SELECTED TEXT>
•••

Feuds Corner

Thomas Jones

In Broken April, a novel written in the late 1970s but set half a century earlier, Ismail Kadare describes the last thirty days of the life of a young man.[*] On the evening of 17 March, on a road through the mountains of northern Albania, Gjorg Berisha shoots Zef Kryeqyqe dead. The killing is an act of vengeance: a year and a half earlier, Zef Kryeqyqe had shot Gjorg Berisha’s brother. That murder too was motivated by revenge: Gjorg Berisha’s brother had killed a member of Zef Kryeqyqe’s family. The Berishas and Kryerqyqes have been taking it in turns to murder one another for seventy years: 22 men from each family have been killed in the feud, and Gjorg will in due course be the 45th to die. But these two families from the village of Brezftoht are not especially bloodthirsty or irascible. Their feud is one among hundreds, and the killings have all been undertaken strictly according to the arcane and intricate rules of the Kanun, the ‘code of customary law’ that has governed every aspect of the lives of the people of the High Plateau for centuries, through the years of the Ottoman Empire and now under the government of King Zog.

Having ‘taken back his brother’s blood’, Gjorg is not immediately vulnerable to the vengeance of the Kryeqyqes. As stipulated by the Kanun, he is granted a 30-day bessa, or truce, during which he is safe from being shot at. When the month comes to an end, he can either lock himself away for the rest of his life in a windowless tower of refuge, or take his chances out in the open. But first he must pay the blood tax, which means trekking with a purse of 500 groschen, ‘all the money the family had saved, scrimping from week to week and month to month in anticipation of just this day’, to the Kulla of Orosh.

•••

Dataset items

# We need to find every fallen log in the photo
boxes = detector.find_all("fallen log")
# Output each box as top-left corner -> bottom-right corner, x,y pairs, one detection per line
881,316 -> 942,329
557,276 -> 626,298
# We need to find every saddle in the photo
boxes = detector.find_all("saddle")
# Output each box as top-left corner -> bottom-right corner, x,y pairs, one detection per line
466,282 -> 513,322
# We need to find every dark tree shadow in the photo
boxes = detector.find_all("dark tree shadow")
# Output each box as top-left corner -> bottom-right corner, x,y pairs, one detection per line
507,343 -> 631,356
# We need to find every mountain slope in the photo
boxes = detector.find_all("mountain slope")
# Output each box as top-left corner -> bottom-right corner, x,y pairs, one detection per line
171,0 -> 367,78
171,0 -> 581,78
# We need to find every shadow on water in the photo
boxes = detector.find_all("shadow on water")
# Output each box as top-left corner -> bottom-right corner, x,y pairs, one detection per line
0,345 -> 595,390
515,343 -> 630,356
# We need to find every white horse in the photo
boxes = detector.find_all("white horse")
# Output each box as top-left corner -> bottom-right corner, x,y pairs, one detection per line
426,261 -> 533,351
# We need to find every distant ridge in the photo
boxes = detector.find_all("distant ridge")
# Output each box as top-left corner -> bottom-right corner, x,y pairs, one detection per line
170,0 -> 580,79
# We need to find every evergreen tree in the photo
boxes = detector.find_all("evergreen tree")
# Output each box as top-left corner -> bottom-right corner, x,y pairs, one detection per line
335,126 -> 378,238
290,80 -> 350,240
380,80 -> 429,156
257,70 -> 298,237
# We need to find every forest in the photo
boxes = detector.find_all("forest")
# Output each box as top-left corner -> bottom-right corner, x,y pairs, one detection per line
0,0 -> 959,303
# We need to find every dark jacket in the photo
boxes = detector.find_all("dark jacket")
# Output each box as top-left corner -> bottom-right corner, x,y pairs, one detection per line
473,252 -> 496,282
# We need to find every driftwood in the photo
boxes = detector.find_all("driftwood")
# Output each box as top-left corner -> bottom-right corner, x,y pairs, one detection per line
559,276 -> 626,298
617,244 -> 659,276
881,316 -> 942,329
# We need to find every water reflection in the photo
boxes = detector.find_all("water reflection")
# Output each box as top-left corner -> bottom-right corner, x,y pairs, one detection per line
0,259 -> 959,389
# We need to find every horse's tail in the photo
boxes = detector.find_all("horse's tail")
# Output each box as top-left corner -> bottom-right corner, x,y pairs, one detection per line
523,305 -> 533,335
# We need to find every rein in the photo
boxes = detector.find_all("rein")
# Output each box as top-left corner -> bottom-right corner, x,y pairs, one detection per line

•••

DIRECTIVES>
A. In the Broken April passage, reproduce everything from "Having ‘taken back" down to "Kulla of Orosh.".
B. Answer these questions on the Broken April passage:
(i) On what date does Gjorg Berisha shoot Zef Kryeqyqe?
(ii) How many days does the bessa granted to Gjorg last?
(iii) How much money does Gjorg take to pay the blood tax?

ANSWER SET>
A.
Having ‘taken back his brother’s blood’, Gjorg is not immediately vulnerable to the vengeance of the Kryeqyqes. As stipulated by the Kanun, he is granted a 30-day bessa, or truce, during which he is safe from being shot at. When the month comes to an end, he can either lock himself away for the rest of his life in a windowless tower of refuge, or take his chances out in the open. But first he must pay the blood tax, which means trekking with a purse of 500 groschen, ‘all the money the family had saved, scrimping from week to week and month to month in anticipation of just this day’, to the Kulla of Orosh.

B.
(i) 17 March
(ii) 30 days
(iii) 500 groschen